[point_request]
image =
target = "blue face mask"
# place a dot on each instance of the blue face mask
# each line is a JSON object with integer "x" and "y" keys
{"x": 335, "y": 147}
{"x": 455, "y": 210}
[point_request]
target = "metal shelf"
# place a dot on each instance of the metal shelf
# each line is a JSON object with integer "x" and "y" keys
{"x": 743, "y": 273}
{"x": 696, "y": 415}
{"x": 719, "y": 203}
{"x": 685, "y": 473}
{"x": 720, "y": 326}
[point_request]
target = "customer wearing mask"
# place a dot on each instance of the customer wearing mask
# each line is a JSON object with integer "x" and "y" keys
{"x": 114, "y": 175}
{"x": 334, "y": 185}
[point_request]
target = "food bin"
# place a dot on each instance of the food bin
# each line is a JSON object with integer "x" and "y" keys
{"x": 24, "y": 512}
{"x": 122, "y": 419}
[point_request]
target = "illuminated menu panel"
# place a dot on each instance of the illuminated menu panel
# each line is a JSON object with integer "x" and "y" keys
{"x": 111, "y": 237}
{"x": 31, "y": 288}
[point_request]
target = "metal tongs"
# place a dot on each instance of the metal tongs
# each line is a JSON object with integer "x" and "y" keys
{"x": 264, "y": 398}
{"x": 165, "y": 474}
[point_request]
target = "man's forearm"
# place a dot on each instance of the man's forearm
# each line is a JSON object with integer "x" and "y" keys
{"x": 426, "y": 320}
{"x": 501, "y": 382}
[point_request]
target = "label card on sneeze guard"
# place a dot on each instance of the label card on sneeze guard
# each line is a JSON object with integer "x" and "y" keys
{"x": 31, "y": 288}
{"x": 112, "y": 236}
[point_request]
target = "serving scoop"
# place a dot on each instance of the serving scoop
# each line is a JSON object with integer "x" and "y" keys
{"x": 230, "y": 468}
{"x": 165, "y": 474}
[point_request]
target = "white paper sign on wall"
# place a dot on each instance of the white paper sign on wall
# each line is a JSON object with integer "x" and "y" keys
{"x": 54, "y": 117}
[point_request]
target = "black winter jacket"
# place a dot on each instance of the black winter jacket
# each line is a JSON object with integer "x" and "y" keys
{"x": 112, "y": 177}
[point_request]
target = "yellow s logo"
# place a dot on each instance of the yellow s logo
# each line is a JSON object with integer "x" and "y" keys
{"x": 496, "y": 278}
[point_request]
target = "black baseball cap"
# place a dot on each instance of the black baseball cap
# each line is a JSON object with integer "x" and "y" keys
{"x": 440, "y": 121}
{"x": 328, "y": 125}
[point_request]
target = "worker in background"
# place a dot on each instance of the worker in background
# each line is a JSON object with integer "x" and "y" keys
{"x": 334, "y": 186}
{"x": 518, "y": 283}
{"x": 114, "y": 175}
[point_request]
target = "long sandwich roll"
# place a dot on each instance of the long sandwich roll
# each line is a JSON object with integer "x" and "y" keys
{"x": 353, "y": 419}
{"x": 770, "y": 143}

-- -- --

What is asked:
Without leaving anything out, quote all the data.

Problem solution:
[point_request]
image =
target = "blue face mask"
# place a dot on each instance of the blue face mask
# each line is a JSON object with integer "x" and "y" keys
{"x": 335, "y": 147}
{"x": 455, "y": 210}
[point_request]
target = "metal shelf"
# place a dot on each instance of the metal shelf
# each line is a JSON object with integer "x" and "y" keys
{"x": 743, "y": 273}
{"x": 696, "y": 415}
{"x": 719, "y": 203}
{"x": 685, "y": 473}
{"x": 720, "y": 326}
[point_request]
target = "customer wearing mask"
# place a dot on each instance of the customer wearing mask
# each line is a JSON object with integer "x" and "y" keys
{"x": 114, "y": 175}
{"x": 334, "y": 185}
[point_request]
target = "food bin"
# place a dot on each instance of the food bin
# each line is a JSON object with integer "x" and "y" keys
{"x": 24, "y": 512}
{"x": 122, "y": 419}
[point_request]
target = "illuminated menu panel"
# place a dot on each instance of the illuminated menu panel
# each line is a JSON object with integer "x" and "y" keys
{"x": 111, "y": 237}
{"x": 31, "y": 288}
[point_request]
target = "metal tongs"
# place a dot on each instance of the metal tongs
# each line is a JSON object with integer "x" and "y" keys
{"x": 264, "y": 398}
{"x": 165, "y": 474}
[point_request]
target = "man's forearm"
# place a dot on each instance of the man's forearm
# each line is a JSON object with integer "x" and "y" keys
{"x": 426, "y": 320}
{"x": 501, "y": 382}
[point_request]
target = "label card on sneeze guard"
# place a dot on each instance of the label card on sneeze guard
# each line is a JSON object with integer "x" and "y" keys
{"x": 31, "y": 288}
{"x": 112, "y": 236}
[point_request]
target = "serving scoop"
# place a dot on each instance of the serving scoop
# each line is a JSON object with integer "x" and "y" keys
{"x": 230, "y": 468}
{"x": 165, "y": 474}
[point_request]
target = "white paper sign on wall"
# place a dot on each instance of the white paper sign on wall
# each line is a JSON object with integer "x" and "y" keys
{"x": 54, "y": 117}
[point_request]
target = "black winter jacket"
# place a dot on each instance of the black winter jacket
# each line is a JSON object with integer "x" and "y" keys
{"x": 112, "y": 177}
[point_request]
target = "yellow s logo"
# place a dot on each instance of the yellow s logo
# each line is a JSON object with integer "x" and "y" keys
{"x": 496, "y": 278}
[point_request]
target = "black baseball cap"
# place a dot on each instance of the black baseball cap
# each line is a JSON object with integer "x" and "y" keys
{"x": 440, "y": 121}
{"x": 328, "y": 125}
[point_request]
target = "worker in background"
# place a dot on each instance of the worker in background
# each line is a JSON object with integer "x" and "y" keys
{"x": 334, "y": 186}
{"x": 518, "y": 283}
{"x": 114, "y": 175}
[point_request]
target = "long sandwich roll"
# place a dot on each instance of the long sandwich roll
# each line is a JSON object with integer "x" and "y" keys
{"x": 353, "y": 419}
{"x": 770, "y": 143}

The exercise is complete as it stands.